┌──
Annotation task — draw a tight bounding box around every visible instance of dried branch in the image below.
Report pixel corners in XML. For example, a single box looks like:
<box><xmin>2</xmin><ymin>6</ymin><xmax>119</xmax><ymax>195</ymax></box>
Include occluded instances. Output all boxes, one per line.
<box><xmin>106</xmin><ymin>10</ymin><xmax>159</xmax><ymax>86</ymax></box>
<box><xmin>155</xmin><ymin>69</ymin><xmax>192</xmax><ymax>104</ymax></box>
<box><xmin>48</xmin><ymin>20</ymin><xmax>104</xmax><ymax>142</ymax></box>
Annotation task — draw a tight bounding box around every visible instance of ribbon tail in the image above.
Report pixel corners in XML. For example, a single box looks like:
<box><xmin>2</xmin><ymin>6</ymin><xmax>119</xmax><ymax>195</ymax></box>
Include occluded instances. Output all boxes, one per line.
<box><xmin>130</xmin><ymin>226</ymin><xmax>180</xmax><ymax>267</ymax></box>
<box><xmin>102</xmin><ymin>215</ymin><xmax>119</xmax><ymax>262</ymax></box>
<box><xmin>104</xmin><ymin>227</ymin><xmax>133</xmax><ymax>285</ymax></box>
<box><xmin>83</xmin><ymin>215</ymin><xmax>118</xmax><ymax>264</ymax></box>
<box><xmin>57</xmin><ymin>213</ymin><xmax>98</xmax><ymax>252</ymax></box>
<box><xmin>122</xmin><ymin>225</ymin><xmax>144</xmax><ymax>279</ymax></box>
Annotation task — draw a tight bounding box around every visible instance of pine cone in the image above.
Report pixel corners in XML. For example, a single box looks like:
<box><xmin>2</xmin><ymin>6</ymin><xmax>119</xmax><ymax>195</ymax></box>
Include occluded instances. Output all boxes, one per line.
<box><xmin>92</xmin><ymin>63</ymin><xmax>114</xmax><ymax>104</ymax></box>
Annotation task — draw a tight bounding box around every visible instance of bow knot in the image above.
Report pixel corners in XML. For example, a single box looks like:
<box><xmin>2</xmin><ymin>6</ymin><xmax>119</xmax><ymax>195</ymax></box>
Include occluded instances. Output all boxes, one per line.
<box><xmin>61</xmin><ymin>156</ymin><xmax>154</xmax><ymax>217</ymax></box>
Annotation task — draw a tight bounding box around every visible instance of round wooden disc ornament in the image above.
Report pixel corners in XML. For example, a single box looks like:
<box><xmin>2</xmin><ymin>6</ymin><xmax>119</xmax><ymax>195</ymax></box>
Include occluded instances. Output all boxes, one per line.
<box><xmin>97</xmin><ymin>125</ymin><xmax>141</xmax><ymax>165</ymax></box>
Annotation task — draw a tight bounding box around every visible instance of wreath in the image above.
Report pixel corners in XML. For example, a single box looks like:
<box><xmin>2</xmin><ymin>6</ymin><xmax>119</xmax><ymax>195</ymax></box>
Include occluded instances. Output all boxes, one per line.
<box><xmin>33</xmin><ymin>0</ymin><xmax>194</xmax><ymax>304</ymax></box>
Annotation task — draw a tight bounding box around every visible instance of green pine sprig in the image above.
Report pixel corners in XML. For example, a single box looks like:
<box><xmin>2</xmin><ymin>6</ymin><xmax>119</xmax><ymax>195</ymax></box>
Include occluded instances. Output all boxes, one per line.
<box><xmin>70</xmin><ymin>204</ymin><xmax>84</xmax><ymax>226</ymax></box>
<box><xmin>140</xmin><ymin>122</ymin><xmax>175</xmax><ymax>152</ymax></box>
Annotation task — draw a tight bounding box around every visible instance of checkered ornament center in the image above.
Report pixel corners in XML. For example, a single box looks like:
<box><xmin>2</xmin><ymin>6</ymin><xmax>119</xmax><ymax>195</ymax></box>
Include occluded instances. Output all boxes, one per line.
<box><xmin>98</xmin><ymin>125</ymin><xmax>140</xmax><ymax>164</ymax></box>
└──
#### Task prompt
An exact copy of every record is what the answer must contain.

#### Solution to the exercise
Annotation task — draw a tight bounding box around every visible instance of dried branch in the image below.
Report pixel corners in XML. For example, a single box looks like:
<box><xmin>2</xmin><ymin>6</ymin><xmax>119</xmax><ymax>195</ymax></box>
Include occluded instances. Output all boxes, one per line.
<box><xmin>106</xmin><ymin>10</ymin><xmax>159</xmax><ymax>86</ymax></box>
<box><xmin>155</xmin><ymin>69</ymin><xmax>192</xmax><ymax>104</ymax></box>
<box><xmin>48</xmin><ymin>20</ymin><xmax>104</xmax><ymax>142</ymax></box>
Annotation task — draw a tight bounding box around every visible instance of ribbon tail in the image above.
Report pixel corners in XML. For example, a single box looks like:
<box><xmin>2</xmin><ymin>6</ymin><xmax>119</xmax><ymax>195</ymax></box>
Include occluded instances. Output all boxes, one per line.
<box><xmin>130</xmin><ymin>226</ymin><xmax>180</xmax><ymax>267</ymax></box>
<box><xmin>102</xmin><ymin>215</ymin><xmax>119</xmax><ymax>262</ymax></box>
<box><xmin>104</xmin><ymin>227</ymin><xmax>133</xmax><ymax>285</ymax></box>
<box><xmin>83</xmin><ymin>215</ymin><xmax>118</xmax><ymax>264</ymax></box>
<box><xmin>57</xmin><ymin>213</ymin><xmax>98</xmax><ymax>252</ymax></box>
<box><xmin>122</xmin><ymin>225</ymin><xmax>144</xmax><ymax>279</ymax></box>
Annotation task — draw a tight bounding box around every visible instance of pine cone in the image above.
Report pixel corners in XML. For example, a single box looks like:
<box><xmin>2</xmin><ymin>6</ymin><xmax>119</xmax><ymax>195</ymax></box>
Include occluded instances. Output all boxes, one per line.
<box><xmin>92</xmin><ymin>63</ymin><xmax>114</xmax><ymax>104</ymax></box>
Annotation task — draw a tight bounding box around every visible instance of bow knot in the image above.
Report pixel corners in XML. For example, a single box looks like:
<box><xmin>2</xmin><ymin>6</ymin><xmax>119</xmax><ymax>195</ymax></box>
Include occluded instances. Output all boxes, one per line.
<box><xmin>61</xmin><ymin>156</ymin><xmax>154</xmax><ymax>217</ymax></box>
Annotation task — draw a tight bounding box around every visible instance of round wooden disc ornament in the image above.
Report pixel corners in XML. For example, a single box looks like:
<box><xmin>2</xmin><ymin>6</ymin><xmax>119</xmax><ymax>195</ymax></box>
Include occluded instances. Output all boxes, one per line.
<box><xmin>97</xmin><ymin>125</ymin><xmax>141</xmax><ymax>165</ymax></box>
Annotation task — draw a tight bounding box around every visible instance of wreath in the image above.
Report pixel corners in XML. For example, a single box looks like:
<box><xmin>2</xmin><ymin>6</ymin><xmax>119</xmax><ymax>195</ymax></box>
Include occluded instances. Output all boxes, one per line.
<box><xmin>33</xmin><ymin>0</ymin><xmax>194</xmax><ymax>304</ymax></box>
Annotation task — draw a tight bounding box around every visible instance of green pine sprig in the image above.
Report pixel corners in XML. For example, a single box looks like:
<box><xmin>2</xmin><ymin>6</ymin><xmax>119</xmax><ymax>195</ymax></box>
Include occluded instances. Output all boxes, one per line.
<box><xmin>70</xmin><ymin>204</ymin><xmax>84</xmax><ymax>226</ymax></box>
<box><xmin>140</xmin><ymin>122</ymin><xmax>175</xmax><ymax>152</ymax></box>
Annotation task — draw a tight bounding box around every visible instance of checkered ornament center in the image above.
Report pixel corners in XML. For example, a single box looks like:
<box><xmin>2</xmin><ymin>6</ymin><xmax>119</xmax><ymax>195</ymax></box>
Include occluded instances. Output all boxes, one per line.
<box><xmin>98</xmin><ymin>125</ymin><xmax>140</xmax><ymax>164</ymax></box>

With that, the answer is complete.